**The problem**. Repeat the lines below with "carved stone statue" replaced by "sculpted figure" and nothing else altered, leaving out the pictures.

* Begin Listed entries *

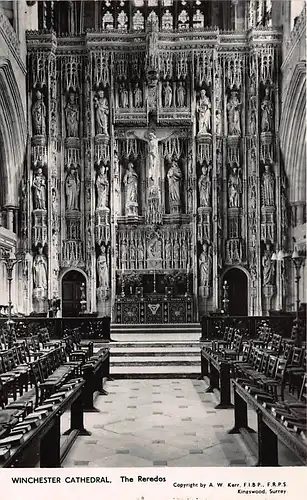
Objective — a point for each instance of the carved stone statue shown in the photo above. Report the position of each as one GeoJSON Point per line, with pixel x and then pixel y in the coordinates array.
{"type": "Point", "coordinates": [205, 266]}
{"type": "Point", "coordinates": [153, 150]}
{"type": "Point", "coordinates": [253, 122]}
{"type": "Point", "coordinates": [181, 95]}
{"type": "Point", "coordinates": [152, 41]}
{"type": "Point", "coordinates": [268, 267]}
{"type": "Point", "coordinates": [218, 122]}
{"type": "Point", "coordinates": [72, 189]}
{"type": "Point", "coordinates": [204, 113]}
{"type": "Point", "coordinates": [124, 97]}
{"type": "Point", "coordinates": [267, 183]}
{"type": "Point", "coordinates": [168, 95]}
{"type": "Point", "coordinates": [130, 182]}
{"type": "Point", "coordinates": [39, 115]}
{"type": "Point", "coordinates": [116, 165]}
{"type": "Point", "coordinates": [72, 114]}
{"type": "Point", "coordinates": [174, 177]}
{"type": "Point", "coordinates": [102, 269]}
{"type": "Point", "coordinates": [102, 186]}
{"type": "Point", "coordinates": [102, 111]}
{"type": "Point", "coordinates": [40, 269]}
{"type": "Point", "coordinates": [266, 112]}
{"type": "Point", "coordinates": [138, 96]}
{"type": "Point", "coordinates": [234, 188]}
{"type": "Point", "coordinates": [233, 108]}
{"type": "Point", "coordinates": [39, 190]}
{"type": "Point", "coordinates": [204, 185]}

* End Listed entries *

**Task solution**.
Objective — a point for each instance of the sculpted figure shown in the photo above. Report the position of each as one GeoJSON Point per line, with pixel x and then pixel y in the coordinates array.
{"type": "Point", "coordinates": [205, 266]}
{"type": "Point", "coordinates": [153, 150]}
{"type": "Point", "coordinates": [253, 122]}
{"type": "Point", "coordinates": [181, 95]}
{"type": "Point", "coordinates": [152, 41]}
{"type": "Point", "coordinates": [268, 267]}
{"type": "Point", "coordinates": [218, 122]}
{"type": "Point", "coordinates": [72, 189]}
{"type": "Point", "coordinates": [204, 113]}
{"type": "Point", "coordinates": [124, 97]}
{"type": "Point", "coordinates": [267, 183]}
{"type": "Point", "coordinates": [168, 95]}
{"type": "Point", "coordinates": [130, 182]}
{"type": "Point", "coordinates": [39, 115]}
{"type": "Point", "coordinates": [116, 165]}
{"type": "Point", "coordinates": [72, 114]}
{"type": "Point", "coordinates": [174, 177]}
{"type": "Point", "coordinates": [102, 269]}
{"type": "Point", "coordinates": [102, 186]}
{"type": "Point", "coordinates": [102, 111]}
{"type": "Point", "coordinates": [40, 269]}
{"type": "Point", "coordinates": [266, 112]}
{"type": "Point", "coordinates": [138, 96]}
{"type": "Point", "coordinates": [234, 188]}
{"type": "Point", "coordinates": [233, 108]}
{"type": "Point", "coordinates": [39, 190]}
{"type": "Point", "coordinates": [204, 185]}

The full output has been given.